* [YOUR ASSIGNMENT]: Transcribe the records below. Leave every word as it is.

-------- DATA EXCERPTS

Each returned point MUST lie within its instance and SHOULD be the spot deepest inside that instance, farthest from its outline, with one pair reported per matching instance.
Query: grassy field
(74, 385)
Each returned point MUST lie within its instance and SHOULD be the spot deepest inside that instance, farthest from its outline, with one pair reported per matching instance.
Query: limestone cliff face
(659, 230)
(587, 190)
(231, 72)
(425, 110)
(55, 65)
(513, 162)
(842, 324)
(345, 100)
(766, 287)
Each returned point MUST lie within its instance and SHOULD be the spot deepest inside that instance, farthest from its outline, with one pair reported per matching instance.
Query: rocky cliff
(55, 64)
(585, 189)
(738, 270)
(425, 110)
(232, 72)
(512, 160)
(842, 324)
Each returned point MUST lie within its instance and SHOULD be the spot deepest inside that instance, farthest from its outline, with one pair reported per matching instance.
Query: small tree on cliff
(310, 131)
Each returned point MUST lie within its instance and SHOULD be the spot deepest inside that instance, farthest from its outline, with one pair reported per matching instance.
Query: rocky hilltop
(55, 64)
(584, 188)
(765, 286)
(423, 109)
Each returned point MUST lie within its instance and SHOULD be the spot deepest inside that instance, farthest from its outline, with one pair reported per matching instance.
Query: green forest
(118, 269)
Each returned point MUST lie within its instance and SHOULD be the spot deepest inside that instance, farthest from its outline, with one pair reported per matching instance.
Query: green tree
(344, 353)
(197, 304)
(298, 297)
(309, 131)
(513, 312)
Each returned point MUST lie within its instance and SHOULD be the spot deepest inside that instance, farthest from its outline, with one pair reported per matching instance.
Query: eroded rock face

----------------

* [SOLUTION FOR THIS PROBLEM]:
Each returned point MUST lie within its instance and SHOULD be the spot deepest inside that instance, farthest from its outline, with one pair reported per matching instance.
Query: grassy field
(74, 385)
Each returned point MUST lie within its instance and SHOULD be the spot deepest inside that instance, farthest from its outline, with one pair reported per matching instance.
Query: limestone cliff face
(659, 230)
(587, 190)
(231, 72)
(425, 110)
(55, 65)
(513, 162)
(842, 324)
(345, 100)
(766, 287)
Each returned point MUST lie within its instance and SHOULD be the spot deepest inside that instance, farthest from its outline, with one pair reported per matching instance.
Query: rocky cliff
(55, 64)
(585, 189)
(738, 270)
(425, 110)
(232, 72)
(512, 160)
(842, 324)
Each returned point MUST lie within its instance and SHOULD be the spot deepest inside that instance, farthest from its outline, with one pair reported per matching instance.
Query: small tree on cliff
(310, 131)
Each returned point MUST lie within its instance and SHOULD be the spot deepest inside that instance, farthest from its outline, with one pair reported per matching instance.
Query: rocky hilltop
(55, 64)
(584, 188)
(765, 286)
(423, 109)
Each returned point MUST lie within its instance and SHOULD be the spot deepest inside that instance, farthest from its outline, with one pair reported per matching instance.
Query: green forest
(118, 269)
Each returned point MUST lie within its instance and SHOULD be the spot deepest inside that instance, farthest from its outline, with one pair reported per matching instance.
Query: green tree
(344, 353)
(197, 304)
(298, 297)
(309, 131)
(513, 312)
Each returned point MUST lie within its instance and SHOULD be the spot deepest inside that instance, farthest from its outline, with one pair reported per matching instance.
Query: eroded rock face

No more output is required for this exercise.